_Given request_
Reproduce every line in the stretch from the one containing "In this exercise you will tag the cliff" through the end of the lines, requests included, multiplying each coordinate in the answer points by 0.8 and rounding to whole numbers, with halves rounded up. Leave the numbers in the requests and their sample formats as they are.

◇ ◇ ◇ ◇ ◇ ◇ ◇

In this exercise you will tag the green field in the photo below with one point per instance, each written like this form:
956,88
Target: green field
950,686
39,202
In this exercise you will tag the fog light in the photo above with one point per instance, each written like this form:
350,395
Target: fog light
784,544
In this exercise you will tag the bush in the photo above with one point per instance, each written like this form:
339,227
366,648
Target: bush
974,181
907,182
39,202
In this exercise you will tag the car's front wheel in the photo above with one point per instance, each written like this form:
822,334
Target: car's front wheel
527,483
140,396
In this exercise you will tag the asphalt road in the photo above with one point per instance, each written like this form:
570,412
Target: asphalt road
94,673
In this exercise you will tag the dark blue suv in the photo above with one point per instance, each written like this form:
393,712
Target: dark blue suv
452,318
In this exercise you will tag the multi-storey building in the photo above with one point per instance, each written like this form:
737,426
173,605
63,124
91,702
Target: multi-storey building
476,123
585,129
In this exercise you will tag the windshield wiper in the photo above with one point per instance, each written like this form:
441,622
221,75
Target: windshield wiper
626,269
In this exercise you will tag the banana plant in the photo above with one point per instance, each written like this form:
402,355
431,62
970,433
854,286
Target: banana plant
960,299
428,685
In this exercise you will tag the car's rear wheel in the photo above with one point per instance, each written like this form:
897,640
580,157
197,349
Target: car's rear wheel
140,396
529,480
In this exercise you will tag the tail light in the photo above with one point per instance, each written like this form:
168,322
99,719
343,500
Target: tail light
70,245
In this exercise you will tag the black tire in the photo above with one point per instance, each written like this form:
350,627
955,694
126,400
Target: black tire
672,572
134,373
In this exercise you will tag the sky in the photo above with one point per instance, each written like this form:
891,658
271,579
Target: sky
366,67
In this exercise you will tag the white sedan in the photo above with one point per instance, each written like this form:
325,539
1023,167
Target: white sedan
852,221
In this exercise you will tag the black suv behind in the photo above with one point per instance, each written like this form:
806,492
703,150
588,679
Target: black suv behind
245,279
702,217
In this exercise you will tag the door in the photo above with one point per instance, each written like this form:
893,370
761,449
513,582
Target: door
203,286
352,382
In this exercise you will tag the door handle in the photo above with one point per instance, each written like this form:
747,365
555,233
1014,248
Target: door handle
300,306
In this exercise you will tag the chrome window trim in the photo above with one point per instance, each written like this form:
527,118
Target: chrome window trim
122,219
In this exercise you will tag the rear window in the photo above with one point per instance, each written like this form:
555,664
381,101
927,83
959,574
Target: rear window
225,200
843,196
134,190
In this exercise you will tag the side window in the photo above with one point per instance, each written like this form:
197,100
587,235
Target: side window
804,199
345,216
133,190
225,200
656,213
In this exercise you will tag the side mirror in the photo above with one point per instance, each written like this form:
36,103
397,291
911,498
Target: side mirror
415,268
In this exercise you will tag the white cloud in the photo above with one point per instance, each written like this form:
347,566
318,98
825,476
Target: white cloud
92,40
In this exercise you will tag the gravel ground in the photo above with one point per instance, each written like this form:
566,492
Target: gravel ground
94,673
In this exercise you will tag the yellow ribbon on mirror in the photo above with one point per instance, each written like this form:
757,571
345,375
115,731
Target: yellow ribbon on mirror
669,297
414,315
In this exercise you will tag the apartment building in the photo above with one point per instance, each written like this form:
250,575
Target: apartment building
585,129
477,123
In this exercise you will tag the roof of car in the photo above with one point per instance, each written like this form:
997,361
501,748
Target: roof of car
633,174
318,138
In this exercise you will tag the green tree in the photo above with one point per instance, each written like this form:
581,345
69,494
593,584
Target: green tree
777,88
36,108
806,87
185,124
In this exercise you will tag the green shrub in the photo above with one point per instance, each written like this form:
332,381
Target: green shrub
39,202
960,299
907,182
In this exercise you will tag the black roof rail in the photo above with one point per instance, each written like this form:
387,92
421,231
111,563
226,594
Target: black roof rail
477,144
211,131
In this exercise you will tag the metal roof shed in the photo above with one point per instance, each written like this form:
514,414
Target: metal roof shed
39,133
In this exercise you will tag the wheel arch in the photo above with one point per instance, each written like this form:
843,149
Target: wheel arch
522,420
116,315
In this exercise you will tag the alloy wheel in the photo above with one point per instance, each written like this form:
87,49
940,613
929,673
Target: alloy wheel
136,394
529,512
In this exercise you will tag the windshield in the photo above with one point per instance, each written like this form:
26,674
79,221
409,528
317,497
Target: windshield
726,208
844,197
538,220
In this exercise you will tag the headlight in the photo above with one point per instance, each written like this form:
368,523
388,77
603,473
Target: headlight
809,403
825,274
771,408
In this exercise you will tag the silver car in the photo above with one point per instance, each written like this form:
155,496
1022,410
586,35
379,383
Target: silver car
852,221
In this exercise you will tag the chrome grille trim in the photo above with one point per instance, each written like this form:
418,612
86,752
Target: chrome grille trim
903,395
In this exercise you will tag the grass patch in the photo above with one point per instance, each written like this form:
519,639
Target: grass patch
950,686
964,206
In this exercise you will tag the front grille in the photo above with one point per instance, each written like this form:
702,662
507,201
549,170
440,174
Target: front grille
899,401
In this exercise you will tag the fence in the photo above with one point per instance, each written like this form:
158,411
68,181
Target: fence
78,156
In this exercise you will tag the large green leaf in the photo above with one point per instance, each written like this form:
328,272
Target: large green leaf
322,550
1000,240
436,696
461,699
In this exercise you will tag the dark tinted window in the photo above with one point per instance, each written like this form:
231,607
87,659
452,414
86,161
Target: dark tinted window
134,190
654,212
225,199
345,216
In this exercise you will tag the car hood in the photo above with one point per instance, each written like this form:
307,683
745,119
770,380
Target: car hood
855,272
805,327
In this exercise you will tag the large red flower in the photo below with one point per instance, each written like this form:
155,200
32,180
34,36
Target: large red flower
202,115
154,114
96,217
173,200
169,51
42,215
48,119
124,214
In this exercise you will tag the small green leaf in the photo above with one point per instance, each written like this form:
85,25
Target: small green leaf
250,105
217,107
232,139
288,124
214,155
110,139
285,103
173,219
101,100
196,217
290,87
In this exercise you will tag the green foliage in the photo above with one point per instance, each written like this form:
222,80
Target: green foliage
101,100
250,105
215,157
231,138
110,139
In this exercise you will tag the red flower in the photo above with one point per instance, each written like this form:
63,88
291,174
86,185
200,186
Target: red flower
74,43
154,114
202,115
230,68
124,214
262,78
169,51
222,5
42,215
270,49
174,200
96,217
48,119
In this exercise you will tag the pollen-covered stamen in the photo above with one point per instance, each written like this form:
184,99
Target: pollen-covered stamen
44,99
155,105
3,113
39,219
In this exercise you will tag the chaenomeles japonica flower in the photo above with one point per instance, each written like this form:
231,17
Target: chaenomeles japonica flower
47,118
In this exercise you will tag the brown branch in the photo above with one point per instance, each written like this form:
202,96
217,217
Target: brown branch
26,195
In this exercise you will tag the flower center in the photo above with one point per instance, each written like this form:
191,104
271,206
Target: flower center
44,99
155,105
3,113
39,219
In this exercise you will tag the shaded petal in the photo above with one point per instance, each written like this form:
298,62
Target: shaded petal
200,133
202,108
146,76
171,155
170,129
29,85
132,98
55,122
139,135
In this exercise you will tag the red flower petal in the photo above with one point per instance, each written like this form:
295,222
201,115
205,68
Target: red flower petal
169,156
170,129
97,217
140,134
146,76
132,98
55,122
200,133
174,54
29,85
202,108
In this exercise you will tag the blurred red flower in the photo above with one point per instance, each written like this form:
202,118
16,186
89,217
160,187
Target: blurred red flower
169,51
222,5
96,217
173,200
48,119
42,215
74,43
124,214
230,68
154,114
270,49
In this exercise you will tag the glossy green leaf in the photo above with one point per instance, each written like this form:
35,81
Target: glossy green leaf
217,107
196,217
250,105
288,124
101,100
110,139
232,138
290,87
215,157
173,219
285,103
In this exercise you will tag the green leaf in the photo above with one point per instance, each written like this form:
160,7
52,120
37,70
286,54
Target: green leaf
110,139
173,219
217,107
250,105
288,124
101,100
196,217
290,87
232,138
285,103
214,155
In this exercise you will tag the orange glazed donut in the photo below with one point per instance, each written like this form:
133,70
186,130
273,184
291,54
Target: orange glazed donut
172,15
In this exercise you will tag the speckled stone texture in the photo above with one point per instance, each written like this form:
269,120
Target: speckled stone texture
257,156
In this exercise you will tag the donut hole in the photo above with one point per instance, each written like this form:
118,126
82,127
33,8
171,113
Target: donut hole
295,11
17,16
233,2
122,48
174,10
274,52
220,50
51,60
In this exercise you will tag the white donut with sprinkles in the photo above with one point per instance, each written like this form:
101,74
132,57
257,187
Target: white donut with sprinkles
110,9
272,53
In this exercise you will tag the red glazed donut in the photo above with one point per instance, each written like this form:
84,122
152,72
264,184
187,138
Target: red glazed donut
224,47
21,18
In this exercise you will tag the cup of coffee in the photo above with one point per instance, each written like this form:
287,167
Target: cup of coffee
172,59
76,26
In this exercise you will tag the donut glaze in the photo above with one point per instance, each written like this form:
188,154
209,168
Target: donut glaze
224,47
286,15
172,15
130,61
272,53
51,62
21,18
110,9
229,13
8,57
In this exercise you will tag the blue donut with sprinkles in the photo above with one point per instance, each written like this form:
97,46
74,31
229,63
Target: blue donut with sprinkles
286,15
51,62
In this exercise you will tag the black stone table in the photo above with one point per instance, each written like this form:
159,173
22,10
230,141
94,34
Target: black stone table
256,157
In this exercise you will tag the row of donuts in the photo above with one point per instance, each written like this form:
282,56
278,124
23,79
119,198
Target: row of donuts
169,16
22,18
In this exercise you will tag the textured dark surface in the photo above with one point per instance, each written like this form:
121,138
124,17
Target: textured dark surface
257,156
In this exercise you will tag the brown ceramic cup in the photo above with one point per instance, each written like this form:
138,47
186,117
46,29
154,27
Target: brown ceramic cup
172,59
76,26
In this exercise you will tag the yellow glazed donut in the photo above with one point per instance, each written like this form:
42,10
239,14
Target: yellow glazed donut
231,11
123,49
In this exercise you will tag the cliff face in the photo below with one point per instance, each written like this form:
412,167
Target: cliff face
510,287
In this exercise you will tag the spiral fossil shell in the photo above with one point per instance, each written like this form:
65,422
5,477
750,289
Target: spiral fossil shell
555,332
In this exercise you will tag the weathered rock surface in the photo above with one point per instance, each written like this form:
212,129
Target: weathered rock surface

◇ ◇ ◇ ◇ ◇ ◇ ◇

_Complete output_
In this exercise you will tag the cliff face in the photo below with one point per instance, each written like this form:
412,167
Target: cliff face
408,230
In this exercise you will tag the spiral fossil shell in the photo above with one point per instance, each written like this form:
65,422
5,477
750,289
Target: spiral fossil shell
444,266
In this exercise you will tag the weathered rock surface in the photo above with one point per instance, each written like this form:
212,129
Target: weathered rock surface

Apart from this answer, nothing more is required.